Your task:
What comes next in the text on getting into vet school? Continue it from the end of its last paragraph.

Extracted text:
== Segment start ==

Here are some answers:

1) Is it hard to get into vet school?  I've heard it's harder to get into vet school than medical school.

Having never tried to get into medical school, I'm not sure about the comparison BUT I can give you some quick tips on getting into vet school:

Be true to yourself.  If you go chasing experiences just so they can stack up on your application, that will be readily apparent and you won't be having much fun.  Fun is key.

Take your time.  Yes, you can race through undergrad and go to vet school early, but there's some necessary how-to-be-a-person learning that happens in college.  Don't miss out on that.

Make yourself into an awesome person, and enjoy the process.  This matters more than grades, recommendations, scores, or any one other component.  If you try to gather all the pieces to build the picture of a perfect applicant, it is ever so much harder than living an interesting and balanced life and allowing the pieces to fall into place.

== Segment end ==

Referring expression data:
== Segment start ==

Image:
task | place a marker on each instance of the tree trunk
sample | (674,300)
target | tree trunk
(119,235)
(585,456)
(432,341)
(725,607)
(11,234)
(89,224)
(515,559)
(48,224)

== Segment end ==

Response area:
Get good grades, but not at the expense of your health or happiness. 

If you get some B's (or even C's), you're not totally fucked.  Don't panic.

Get great recommendations.  Ask for them well ahead of time. 

Study vocabulary for the verbal component of the GREs, and study the basics for the math component.  Get a book (or two) and practice, practice.

Research the prerequisites of the schools you're considering well ahead of time.  Make sure your transcript matches.  If your advisor tells you a class will "count", check.  Don't take her word for it.

If your advisor tells you to apply right away/to wait a year or two to apply, make up your own mind.  She may or may not have your best interests as her first priority.

Revise your application essays.  Revise them again.  Sleep on it.  Revise them again.  Send them to all the mentors, family members and friends who you think will have good suggestions on how to improve them.  Revise them again. 

Sleep, breathe and smile. Remember to be a person. 

2) Is vet school itself hard?


Do not go to vet school if you're not sure that you want to be a vet.
However, (I'm told) it will be worth it.  Yay!

3) What kind of vet do you want to be?

I want to be an oncologist.  When I came to vet school, I wanted to be an equine surgeon. Before that, I wanted to be an equine sports medicine/lameness specialist.

4) There are veterinary oncologists?

Yes!  Animals get cancer, and there are indeed veterinary oncologists.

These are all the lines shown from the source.